Task statement: Can you rewrite the records from the line with "of the sandy" through the last line of the records as a Markdown table with the columns No. and Line, one numbered row per line and blank lines left out?

Information provided:
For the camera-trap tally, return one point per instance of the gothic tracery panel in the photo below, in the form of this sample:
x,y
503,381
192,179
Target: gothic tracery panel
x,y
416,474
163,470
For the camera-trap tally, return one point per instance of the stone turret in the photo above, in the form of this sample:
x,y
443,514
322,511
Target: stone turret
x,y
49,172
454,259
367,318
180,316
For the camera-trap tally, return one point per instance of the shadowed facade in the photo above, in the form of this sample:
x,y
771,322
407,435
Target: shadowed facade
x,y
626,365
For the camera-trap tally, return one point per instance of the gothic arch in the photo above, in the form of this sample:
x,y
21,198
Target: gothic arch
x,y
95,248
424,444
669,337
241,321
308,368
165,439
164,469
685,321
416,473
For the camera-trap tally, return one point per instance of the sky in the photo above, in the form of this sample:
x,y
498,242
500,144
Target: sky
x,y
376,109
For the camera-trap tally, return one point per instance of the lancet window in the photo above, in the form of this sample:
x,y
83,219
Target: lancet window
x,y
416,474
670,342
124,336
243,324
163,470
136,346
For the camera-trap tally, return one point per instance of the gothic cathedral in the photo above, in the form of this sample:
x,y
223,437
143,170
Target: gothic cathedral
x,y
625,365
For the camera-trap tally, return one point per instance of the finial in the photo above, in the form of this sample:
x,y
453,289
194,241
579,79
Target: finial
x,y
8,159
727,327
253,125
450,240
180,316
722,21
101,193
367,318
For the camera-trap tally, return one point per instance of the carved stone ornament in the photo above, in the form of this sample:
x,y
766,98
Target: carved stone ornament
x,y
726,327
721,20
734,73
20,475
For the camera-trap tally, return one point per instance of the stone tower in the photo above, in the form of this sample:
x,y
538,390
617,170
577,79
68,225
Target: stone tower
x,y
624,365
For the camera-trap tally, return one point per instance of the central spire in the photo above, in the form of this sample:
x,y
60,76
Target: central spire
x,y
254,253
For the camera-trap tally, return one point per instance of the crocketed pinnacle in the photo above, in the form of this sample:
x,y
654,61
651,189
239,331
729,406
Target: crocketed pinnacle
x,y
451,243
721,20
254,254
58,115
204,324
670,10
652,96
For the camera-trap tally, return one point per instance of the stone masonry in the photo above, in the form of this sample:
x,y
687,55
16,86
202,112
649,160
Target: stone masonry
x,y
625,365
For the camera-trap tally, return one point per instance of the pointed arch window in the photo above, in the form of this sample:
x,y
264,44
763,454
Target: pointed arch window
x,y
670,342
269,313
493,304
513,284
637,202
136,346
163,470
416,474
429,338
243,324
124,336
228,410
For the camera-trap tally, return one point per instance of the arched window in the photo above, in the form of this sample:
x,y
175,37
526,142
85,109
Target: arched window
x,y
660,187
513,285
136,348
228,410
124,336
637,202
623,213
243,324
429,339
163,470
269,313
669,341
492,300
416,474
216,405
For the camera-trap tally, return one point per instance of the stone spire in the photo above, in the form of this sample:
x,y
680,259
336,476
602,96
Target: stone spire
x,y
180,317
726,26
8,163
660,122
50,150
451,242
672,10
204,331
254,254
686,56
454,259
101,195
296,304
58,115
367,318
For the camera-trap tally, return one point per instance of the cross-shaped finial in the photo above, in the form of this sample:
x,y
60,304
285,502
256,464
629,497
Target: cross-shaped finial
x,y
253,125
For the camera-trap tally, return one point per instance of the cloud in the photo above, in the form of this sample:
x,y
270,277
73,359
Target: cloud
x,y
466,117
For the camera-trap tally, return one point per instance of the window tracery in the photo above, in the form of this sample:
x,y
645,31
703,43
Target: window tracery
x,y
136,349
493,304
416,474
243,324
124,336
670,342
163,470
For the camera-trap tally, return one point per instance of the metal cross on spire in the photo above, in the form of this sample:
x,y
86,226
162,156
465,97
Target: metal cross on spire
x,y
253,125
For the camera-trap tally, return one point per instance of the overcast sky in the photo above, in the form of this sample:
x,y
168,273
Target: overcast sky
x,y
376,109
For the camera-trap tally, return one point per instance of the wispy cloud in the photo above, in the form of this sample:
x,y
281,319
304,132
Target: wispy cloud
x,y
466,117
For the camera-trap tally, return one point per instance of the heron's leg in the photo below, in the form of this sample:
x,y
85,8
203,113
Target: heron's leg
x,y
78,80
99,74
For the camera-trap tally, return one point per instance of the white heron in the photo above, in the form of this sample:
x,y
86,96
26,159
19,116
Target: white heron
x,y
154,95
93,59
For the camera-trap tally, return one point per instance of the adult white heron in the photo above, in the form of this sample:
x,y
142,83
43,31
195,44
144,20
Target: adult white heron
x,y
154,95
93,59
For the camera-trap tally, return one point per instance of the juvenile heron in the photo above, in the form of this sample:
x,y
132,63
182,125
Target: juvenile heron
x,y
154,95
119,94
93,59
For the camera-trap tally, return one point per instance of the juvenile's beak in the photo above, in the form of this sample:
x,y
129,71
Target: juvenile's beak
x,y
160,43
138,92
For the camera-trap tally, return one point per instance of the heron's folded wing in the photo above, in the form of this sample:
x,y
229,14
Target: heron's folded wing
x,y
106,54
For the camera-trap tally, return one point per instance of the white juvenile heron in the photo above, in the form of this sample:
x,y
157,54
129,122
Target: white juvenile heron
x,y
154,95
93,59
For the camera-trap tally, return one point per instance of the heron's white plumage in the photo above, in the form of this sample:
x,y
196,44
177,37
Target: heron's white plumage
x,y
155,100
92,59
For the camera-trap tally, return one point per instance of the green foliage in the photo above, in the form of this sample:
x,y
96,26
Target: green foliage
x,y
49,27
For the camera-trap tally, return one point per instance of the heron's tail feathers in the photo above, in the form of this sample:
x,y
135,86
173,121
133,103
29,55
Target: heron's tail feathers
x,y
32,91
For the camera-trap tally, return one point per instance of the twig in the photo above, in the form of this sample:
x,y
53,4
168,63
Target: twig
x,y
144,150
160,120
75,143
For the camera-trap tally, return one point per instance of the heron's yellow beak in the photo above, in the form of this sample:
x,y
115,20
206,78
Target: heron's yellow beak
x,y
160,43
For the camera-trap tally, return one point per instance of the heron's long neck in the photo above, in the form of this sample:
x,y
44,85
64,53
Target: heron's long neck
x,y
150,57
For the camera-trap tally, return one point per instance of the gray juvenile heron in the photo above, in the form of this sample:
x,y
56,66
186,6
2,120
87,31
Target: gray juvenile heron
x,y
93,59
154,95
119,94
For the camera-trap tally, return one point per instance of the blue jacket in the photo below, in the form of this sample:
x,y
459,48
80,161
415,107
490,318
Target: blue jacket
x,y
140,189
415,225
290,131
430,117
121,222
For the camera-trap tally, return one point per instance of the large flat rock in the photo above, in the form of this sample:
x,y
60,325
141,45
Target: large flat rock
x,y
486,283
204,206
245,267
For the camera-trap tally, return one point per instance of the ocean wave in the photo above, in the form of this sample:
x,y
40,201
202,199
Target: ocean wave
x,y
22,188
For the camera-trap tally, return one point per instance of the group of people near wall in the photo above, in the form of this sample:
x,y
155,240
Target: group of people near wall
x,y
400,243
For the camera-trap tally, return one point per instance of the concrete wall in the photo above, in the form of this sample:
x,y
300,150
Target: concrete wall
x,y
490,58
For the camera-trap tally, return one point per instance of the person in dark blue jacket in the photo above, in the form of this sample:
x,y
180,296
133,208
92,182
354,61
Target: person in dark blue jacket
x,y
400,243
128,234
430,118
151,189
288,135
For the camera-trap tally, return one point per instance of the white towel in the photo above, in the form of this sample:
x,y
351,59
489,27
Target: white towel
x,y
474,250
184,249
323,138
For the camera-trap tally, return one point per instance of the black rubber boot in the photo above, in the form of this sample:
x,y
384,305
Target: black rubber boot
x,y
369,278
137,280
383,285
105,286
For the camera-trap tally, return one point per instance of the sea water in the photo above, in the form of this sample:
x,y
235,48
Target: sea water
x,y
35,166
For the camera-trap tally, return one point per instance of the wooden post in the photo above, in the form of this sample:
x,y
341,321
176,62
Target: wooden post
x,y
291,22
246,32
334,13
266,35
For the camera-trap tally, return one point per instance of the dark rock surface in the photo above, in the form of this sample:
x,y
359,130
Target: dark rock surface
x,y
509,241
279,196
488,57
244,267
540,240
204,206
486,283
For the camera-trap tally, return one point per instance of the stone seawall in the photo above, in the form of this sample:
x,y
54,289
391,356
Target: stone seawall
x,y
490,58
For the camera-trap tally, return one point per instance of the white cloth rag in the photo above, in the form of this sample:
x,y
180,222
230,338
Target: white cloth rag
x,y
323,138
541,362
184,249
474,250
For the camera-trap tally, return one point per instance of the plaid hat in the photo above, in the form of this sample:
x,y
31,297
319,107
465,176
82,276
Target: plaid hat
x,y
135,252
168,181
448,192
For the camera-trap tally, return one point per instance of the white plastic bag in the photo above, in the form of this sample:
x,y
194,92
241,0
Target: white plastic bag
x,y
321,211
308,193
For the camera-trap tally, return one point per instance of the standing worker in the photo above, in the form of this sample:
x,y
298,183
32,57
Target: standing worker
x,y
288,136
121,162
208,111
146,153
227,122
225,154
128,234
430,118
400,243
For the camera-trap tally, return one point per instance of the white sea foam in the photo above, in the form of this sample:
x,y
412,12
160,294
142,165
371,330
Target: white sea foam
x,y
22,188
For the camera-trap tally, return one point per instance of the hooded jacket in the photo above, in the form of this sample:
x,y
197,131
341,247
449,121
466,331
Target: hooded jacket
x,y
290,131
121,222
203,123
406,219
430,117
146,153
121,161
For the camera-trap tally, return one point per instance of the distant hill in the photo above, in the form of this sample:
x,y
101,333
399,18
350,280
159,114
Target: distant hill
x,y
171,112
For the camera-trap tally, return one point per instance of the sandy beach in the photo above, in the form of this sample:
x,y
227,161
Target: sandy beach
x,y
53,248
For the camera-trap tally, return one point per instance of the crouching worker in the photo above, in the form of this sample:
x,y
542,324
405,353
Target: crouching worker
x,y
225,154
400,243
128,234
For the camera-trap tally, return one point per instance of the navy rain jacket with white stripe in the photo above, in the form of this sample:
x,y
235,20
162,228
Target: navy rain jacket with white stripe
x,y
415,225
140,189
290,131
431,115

Written response:
| No. | Line |
|---|---|
| 1 | For the camera-trap tally, return one point per instance of the sandy beach in the photo above, in the form of this sample: |
| 2 | x,y |
| 3 | 227,161 |
| 4 | Target: sandy beach |
| 5 | x,y |
| 6 | 53,248 |
| 7 | For the camera-trap tally, return one point per instance of the crouching worker in the photo above, in the form of this sample: |
| 8 | x,y |
| 9 | 542,324 |
| 10 | 405,353 |
| 11 | Target: crouching worker |
| 12 | x,y |
| 13 | 225,154 |
| 14 | 400,243 |
| 15 | 128,234 |
| 16 | For the camera-trap tally, return one point per instance of the navy rain jacket with white stripe in the photo above, in the form of this sample: |
| 17 | x,y |
| 18 | 235,20 |
| 19 | 162,228 |
| 20 | Target: navy rain jacket with white stripe |
| 21 | x,y |
| 22 | 415,225 |
| 23 | 140,189 |
| 24 | 290,131 |
| 25 | 431,115 |